- [WRITTEN TASK 1]:
List the usernames of everyone who posts in the Clearwater Beach thread, each name once.
- [WRITTEN TASK 2]:
Using the Clearwater Beach thread, say whether each statement agrees with it. Answer yes or no and quote the words that decide it.
(a) prototype66 likes the summers best.
(b) straight_lines misses the beach in summer.
(c) aaron61 expects to have eight people on the job.
- [WRITTEN TASK 3]:
Answer from the Clearwater Beach thread:
(a) What temperature does wills fresh coat say was mentioned in the video?
(b) Where did Scotiadawg go on vacation a couple of years ago?
(c) If the job can't be finished in two weeks, how many weeks does aaron61 guess it will take?

# Painting on Clearwater Beach



## aaron61 (Apr 29, 2007)

What a beautiful day for painting on the beach.Started this one this Morning


----------



## prototype66 (Mar 13, 2008)

Aaron .....you know your killing me....right?


----------



## aaron61 (Apr 29, 2007)

LOL....It is awfully beautiful here right now.


----------



## straight_lines (Oct 17, 2007)

I miss it this time of year. The summer not so much.


----------



## aaron61 (Apr 29, 2007)




----------



## Bender (Aug 10, 2008)

Man, the colors down there flip me out.


----------



## prototype66 (Mar 13, 2008)

I love the summers the most! It is beautiful this time of year though.!
Yea the teal and pink is huge down there for sure!lol
Two weeks is tight, good luck boys!


----------



## aaron61 (Apr 29, 2007)

It's gonna be tough.I'll probably have 8 guys on it.Hey,if we can't get it done in 2, I guess it will take 3.


----------



## Scotiadawg (Dec 5, 2011)

aaron61 said:


> LOL....It is awfully beautiful here right now.


What's the temp ?


----------



## wills fresh coat (Nov 17, 2011)

nice job arron but trying to power wash that high isnt really that effective on the surface. just sayin.


----------



## wills fresh coat (Nov 17, 2011)

Scotiadawg said:


> What's the temp ?


he said 70 s in the vid........wish i had those temps in jan


----------



## Scotiadawg (Dec 5, 2011)

wills fresh coat said:


> he said 70 s in the vid........wish i had those temps in jan


Be nice for awhile but I know I'd miss the snow:yes:. Took a vacation to Daytona Beach couple years ago in April and thought I'd die from the heat/humidity. Great place to visit........:yes:


----------



## wills fresh coat (Nov 17, 2011)

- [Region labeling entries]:
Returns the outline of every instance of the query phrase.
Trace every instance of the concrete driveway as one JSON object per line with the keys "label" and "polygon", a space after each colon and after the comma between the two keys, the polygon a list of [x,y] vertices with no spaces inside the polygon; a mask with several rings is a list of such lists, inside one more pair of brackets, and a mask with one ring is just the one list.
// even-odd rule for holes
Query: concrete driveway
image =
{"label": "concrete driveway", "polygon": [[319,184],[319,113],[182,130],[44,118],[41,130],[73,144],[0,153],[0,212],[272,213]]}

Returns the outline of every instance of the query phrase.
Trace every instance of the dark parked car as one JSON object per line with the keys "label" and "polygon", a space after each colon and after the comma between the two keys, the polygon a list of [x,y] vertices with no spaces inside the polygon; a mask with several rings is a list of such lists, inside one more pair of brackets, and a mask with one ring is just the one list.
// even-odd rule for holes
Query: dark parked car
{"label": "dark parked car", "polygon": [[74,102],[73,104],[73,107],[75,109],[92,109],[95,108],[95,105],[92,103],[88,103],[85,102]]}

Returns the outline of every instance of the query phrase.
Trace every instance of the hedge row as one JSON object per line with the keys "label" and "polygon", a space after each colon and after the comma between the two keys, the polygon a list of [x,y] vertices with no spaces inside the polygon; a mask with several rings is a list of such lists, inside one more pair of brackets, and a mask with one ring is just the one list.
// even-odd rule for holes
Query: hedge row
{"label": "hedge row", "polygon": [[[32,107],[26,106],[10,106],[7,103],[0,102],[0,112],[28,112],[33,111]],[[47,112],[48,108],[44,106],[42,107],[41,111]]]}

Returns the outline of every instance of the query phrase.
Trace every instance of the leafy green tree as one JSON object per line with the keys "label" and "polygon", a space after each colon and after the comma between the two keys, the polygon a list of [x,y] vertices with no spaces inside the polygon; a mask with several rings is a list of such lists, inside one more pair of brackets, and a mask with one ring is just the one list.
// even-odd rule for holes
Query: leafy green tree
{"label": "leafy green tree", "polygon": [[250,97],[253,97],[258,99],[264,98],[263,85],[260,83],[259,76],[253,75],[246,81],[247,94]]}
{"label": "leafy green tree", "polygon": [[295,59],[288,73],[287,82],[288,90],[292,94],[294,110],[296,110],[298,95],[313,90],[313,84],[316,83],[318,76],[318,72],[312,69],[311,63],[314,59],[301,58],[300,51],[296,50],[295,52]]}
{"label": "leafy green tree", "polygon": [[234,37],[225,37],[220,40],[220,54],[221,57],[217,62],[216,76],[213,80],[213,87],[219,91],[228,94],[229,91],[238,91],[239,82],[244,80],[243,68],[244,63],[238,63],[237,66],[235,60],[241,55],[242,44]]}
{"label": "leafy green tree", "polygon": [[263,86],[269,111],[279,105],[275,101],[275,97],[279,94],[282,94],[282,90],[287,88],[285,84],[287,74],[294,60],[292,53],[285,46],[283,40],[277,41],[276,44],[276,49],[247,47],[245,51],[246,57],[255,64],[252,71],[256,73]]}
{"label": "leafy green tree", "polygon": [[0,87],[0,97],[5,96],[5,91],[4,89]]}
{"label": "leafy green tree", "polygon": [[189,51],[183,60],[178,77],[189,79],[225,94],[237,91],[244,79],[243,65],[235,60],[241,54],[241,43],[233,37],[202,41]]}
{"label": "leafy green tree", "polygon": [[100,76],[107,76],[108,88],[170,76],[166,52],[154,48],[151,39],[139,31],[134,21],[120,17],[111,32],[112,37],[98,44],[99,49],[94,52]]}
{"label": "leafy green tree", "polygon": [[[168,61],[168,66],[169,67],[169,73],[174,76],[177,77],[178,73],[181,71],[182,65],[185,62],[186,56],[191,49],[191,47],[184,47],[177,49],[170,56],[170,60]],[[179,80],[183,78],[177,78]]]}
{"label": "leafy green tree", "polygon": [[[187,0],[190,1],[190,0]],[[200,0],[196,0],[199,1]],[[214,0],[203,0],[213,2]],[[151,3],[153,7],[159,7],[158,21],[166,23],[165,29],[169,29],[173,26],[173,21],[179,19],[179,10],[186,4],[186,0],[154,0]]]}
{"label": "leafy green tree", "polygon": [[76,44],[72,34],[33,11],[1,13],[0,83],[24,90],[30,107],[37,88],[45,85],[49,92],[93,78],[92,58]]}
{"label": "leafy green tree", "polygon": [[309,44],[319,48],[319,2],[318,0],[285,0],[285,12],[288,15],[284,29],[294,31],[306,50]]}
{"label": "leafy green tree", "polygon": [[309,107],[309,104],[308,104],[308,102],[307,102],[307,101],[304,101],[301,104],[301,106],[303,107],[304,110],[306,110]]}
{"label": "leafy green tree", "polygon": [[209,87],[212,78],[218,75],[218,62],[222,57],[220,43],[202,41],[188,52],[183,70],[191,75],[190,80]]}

- [TASK SOLUTION 1]:
aaron61, prototype66, straight_lines, Bender, Scotiadawg, wills fresh coat

- [TASK SOLUTION 2]:
(a) Yes: "I love the summers the most!"
(b) No: "The summer not so much."
(c) Yes: "I'll probably have 8 guys on it."

- [TASK SOLUTION 3]:
(a) The 70s
(b) Daytona Beach
(c) Three